# Instructions to follow
All entries should be output exactly as they stand.
____________________
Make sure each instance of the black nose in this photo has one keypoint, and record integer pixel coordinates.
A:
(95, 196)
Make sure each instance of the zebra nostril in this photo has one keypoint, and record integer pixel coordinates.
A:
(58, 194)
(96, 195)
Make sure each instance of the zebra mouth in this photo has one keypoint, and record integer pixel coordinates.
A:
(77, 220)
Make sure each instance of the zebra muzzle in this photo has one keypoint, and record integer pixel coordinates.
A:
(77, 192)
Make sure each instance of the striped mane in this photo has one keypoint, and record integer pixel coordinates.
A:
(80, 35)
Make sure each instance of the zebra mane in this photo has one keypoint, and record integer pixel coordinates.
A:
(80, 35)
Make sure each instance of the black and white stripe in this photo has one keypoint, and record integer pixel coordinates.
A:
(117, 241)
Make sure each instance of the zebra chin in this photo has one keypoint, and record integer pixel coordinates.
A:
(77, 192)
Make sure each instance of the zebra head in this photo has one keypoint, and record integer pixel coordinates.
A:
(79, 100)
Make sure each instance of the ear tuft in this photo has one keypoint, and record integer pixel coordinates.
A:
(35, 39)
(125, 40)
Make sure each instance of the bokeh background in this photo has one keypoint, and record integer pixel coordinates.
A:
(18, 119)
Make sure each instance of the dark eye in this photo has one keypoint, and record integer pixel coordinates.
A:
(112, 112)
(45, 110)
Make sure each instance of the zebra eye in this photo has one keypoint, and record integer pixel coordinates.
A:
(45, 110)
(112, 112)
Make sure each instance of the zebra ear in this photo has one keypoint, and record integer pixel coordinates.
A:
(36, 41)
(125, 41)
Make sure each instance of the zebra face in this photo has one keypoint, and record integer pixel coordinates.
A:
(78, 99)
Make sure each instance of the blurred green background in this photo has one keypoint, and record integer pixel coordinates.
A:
____________________
# Solution to this task
Make sure each instance of the black nose in this photo has one keypoint, and record integer pixel coordinates.
A:
(95, 196)
Make sure each instance of the zebra nostril in this photo has one keypoint, and record integer pixel coordinates.
A:
(58, 194)
(96, 195)
Make sure each instance of the zebra mouth in this photo has one keypoint, and record integer pixel coordinates.
A:
(77, 220)
Make sure each instance of the zebra muzzle in this photo has one keypoint, and record integer pixel coordinates.
A:
(77, 192)
Make sure each instance of the striped mane in this photo has one keypoint, and record integer pixel coordinates.
A:
(80, 35)
Make sure each instance of the zebra mane in this photo has one keypoint, and record integer pixel coordinates.
A:
(80, 35)
Make sure each instance of the black and white stripe in this photo has one keypoint, and record integer pixel coordinates.
A:
(117, 241)
Make sure each instance of the zebra chin in this photo has one keypoint, and record integer pixel coordinates.
A:
(77, 192)
Make sure each instance of the zebra head in this photo has one keypoint, and record integer pixel coordinates.
A:
(79, 100)
Make sure each instance of the ear tuft in this photo has one keypoint, and record integer pixel coordinates.
A:
(35, 39)
(125, 40)
Make sure each instance of the bokeh background in this photo has one keypoint, and record integer pixel coordinates.
A:
(18, 119)
Make sure each instance of the dark eye in this photo has one keypoint, and record integer pixel coordinates.
A:
(112, 112)
(45, 110)
Make sure each instance of the zebra eye in this photo has one keypoint, and record integer pixel coordinates.
A:
(45, 110)
(112, 112)
Make sure each instance of the zebra ear in this photo has one keypoint, and record integer pixel coordinates.
A:
(36, 41)
(125, 41)
Make sure each instance of the zebra face in this photo has one keypoint, and record integer pixel coordinates.
A:
(78, 99)
Make sure each instance of the blurred green background in this photo has one keypoint, and record integer pixel coordinates.
A:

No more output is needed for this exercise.